*Instructions for the task:* Copy the records below word for word, starting at the line that contains "Sports-analytics tagging: mark the stamen" and ending at the end of the records.

*Extracted data:*

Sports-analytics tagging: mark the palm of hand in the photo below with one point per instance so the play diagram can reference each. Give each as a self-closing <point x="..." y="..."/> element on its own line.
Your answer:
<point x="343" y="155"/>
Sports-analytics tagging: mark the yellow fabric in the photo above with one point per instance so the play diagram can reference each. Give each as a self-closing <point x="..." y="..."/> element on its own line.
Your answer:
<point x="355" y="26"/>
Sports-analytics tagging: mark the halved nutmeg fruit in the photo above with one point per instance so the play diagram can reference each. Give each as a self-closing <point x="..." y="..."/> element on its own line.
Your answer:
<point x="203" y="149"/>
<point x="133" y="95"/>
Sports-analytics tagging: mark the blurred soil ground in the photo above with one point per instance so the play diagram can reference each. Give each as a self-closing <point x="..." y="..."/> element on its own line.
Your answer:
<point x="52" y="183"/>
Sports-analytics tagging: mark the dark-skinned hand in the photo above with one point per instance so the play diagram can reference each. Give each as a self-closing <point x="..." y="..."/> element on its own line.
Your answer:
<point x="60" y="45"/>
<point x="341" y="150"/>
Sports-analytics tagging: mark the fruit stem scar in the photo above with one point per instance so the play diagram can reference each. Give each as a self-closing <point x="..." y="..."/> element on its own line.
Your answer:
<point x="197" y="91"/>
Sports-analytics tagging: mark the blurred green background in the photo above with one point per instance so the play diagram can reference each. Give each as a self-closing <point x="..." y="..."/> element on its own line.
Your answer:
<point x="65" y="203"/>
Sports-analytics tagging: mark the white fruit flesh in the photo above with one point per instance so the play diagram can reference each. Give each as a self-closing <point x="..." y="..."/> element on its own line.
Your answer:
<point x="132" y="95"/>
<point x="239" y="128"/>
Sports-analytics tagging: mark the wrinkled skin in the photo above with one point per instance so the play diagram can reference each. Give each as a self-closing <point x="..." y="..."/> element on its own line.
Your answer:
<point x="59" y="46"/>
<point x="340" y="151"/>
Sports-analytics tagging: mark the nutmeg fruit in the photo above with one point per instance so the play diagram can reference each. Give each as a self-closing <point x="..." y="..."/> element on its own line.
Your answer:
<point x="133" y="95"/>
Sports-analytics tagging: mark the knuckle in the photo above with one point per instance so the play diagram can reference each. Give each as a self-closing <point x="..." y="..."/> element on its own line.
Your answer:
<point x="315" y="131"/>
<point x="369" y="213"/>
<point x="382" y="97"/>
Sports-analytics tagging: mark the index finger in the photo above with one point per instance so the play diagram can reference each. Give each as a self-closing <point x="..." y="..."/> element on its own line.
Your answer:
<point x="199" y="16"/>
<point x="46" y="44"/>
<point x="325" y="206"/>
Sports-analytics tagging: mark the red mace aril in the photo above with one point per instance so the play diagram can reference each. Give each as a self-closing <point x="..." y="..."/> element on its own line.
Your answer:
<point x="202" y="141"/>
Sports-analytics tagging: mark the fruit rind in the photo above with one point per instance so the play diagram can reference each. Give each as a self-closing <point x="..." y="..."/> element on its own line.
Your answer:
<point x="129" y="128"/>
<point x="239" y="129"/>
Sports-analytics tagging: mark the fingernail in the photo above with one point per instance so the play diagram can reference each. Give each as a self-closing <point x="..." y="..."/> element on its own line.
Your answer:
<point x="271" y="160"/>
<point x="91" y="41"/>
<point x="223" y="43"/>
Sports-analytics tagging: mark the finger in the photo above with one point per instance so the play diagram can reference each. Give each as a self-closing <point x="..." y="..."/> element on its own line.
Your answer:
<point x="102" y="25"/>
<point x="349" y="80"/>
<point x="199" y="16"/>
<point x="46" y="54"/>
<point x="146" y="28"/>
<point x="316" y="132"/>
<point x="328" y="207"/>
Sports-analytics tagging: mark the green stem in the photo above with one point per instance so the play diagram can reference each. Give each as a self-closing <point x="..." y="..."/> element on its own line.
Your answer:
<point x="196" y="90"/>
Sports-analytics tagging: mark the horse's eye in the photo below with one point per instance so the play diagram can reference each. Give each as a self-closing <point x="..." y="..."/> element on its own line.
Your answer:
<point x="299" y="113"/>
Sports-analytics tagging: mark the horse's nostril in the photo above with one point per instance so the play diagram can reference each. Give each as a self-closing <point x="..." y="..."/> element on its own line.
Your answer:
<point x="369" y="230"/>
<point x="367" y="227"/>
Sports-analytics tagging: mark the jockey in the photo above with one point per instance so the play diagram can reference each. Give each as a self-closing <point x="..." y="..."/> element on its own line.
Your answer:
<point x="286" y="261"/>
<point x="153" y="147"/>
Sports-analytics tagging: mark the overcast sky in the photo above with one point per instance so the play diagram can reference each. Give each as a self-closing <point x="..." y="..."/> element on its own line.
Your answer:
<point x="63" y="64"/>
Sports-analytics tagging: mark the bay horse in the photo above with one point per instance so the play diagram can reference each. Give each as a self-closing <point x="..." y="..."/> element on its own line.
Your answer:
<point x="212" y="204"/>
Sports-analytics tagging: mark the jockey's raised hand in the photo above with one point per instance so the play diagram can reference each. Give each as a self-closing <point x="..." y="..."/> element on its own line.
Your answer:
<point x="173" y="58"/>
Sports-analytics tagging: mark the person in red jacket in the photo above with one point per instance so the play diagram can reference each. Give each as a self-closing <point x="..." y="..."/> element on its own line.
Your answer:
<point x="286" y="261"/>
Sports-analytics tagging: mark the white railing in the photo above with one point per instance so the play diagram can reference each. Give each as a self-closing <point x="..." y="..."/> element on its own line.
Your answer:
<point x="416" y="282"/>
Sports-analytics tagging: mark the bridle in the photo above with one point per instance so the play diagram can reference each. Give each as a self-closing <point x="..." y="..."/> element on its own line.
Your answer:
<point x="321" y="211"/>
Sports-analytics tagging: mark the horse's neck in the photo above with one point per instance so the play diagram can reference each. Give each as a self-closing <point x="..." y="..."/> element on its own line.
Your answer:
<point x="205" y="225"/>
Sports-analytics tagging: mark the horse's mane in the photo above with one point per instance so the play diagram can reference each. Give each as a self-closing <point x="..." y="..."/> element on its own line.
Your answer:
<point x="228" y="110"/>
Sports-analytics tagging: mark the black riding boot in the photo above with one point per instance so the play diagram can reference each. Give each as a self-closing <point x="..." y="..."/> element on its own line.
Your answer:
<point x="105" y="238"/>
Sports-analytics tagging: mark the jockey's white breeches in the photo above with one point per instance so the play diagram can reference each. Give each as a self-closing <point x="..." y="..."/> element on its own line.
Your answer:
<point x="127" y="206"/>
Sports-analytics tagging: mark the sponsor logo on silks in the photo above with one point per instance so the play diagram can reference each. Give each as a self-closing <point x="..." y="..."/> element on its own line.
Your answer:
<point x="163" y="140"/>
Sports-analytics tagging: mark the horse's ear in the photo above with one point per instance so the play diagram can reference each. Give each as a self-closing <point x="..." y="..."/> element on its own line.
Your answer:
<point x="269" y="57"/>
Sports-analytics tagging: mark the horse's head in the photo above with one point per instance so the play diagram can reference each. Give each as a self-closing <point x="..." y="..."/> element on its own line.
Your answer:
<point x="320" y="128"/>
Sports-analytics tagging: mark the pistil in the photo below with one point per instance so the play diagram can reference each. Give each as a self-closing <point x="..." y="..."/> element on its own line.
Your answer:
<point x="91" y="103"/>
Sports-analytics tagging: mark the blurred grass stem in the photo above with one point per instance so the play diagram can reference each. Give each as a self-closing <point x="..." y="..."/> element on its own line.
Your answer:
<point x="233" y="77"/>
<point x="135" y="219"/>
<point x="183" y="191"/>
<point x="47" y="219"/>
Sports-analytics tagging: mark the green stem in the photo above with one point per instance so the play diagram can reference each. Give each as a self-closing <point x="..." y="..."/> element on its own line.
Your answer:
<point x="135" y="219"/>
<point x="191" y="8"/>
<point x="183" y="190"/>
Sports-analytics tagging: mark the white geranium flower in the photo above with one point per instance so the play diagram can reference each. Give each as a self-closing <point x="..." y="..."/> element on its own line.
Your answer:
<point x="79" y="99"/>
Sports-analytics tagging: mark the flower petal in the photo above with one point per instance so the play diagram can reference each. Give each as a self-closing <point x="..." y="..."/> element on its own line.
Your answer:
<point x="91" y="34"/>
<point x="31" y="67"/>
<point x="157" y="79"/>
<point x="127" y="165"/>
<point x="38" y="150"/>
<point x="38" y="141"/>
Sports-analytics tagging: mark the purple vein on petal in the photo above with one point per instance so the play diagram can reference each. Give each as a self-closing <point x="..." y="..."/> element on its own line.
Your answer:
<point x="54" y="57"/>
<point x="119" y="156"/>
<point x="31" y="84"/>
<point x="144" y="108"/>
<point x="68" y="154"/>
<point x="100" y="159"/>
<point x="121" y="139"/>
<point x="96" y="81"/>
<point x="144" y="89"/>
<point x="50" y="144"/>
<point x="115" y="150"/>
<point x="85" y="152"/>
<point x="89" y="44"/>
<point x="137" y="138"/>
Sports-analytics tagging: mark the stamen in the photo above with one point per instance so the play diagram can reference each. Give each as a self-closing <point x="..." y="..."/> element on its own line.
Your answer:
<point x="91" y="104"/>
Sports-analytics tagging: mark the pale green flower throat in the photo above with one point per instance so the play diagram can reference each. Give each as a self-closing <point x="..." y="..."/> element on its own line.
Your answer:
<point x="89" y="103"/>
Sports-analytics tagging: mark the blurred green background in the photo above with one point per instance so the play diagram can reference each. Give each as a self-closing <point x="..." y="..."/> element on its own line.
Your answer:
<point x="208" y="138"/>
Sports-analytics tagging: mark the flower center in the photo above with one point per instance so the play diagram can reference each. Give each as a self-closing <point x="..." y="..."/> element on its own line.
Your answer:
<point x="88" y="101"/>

*Right answer:*
Sports-analytics tagging: mark the stamen in the photo above with one point per instance so the play diagram can reference each. Give each as a self-closing <point x="..." y="..."/> element on its own line.
Your answer:
<point x="91" y="104"/>
Sports-analytics tagging: mark the pale green flower throat in the photo above with one point per instance so the play diagram can reference each. Give each as a self-closing <point x="..." y="..."/> element on its own line.
Your answer:
<point x="89" y="103"/>
Sports-analytics tagging: mark the blurred green background in the photo above with one point per instance so the play diagram can reference each. Give each as a self-closing <point x="..." y="..."/> element on its own line.
Your answer:
<point x="208" y="138"/>
Sports-analytics tagging: mark the flower center in the photo above with one point per instance so the play diagram can reference each. Give each as a self-closing <point x="..." y="..."/> element on its own line.
Your answer:
<point x="88" y="101"/>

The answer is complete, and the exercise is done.